EXERCISE :: Look for "boat" in the records and copy every line that has it.

━━━ TASK INPUTS

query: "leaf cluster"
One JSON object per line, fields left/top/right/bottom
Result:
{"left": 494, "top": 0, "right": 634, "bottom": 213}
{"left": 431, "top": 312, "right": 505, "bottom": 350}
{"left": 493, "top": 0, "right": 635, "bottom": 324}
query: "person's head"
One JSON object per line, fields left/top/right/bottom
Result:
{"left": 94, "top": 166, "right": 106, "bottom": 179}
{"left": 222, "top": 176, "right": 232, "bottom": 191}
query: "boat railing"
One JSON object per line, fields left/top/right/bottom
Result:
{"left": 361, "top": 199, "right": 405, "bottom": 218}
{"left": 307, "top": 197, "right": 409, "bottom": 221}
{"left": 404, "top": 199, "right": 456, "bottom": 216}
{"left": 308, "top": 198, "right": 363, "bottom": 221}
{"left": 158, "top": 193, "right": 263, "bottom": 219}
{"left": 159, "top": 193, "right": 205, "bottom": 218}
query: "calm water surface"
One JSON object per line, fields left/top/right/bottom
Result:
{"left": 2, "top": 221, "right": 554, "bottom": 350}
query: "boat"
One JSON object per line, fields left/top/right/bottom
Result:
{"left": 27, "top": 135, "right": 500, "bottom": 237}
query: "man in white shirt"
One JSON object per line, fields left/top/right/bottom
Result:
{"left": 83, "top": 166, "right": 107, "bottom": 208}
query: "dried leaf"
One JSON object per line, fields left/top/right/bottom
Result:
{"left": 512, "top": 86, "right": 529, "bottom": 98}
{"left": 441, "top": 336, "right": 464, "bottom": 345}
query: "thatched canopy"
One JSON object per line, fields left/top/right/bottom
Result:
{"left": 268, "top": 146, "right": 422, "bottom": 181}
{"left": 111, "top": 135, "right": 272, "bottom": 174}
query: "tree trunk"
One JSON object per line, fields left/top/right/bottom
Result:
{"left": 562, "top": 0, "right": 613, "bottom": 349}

━━━━━━
━━━ TASK INPUTS

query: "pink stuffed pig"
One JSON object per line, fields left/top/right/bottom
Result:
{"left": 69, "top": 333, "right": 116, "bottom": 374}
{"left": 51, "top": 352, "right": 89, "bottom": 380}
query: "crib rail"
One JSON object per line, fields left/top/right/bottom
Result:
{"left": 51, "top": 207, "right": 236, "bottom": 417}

━━━━━━
━━━ TASK INPUTS

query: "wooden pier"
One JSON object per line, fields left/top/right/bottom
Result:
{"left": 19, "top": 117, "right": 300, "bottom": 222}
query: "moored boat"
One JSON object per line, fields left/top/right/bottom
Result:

━━━━━━

SOLVED EXERCISE ::
query: "boat railing"
query: "boat"
query: "moored boat"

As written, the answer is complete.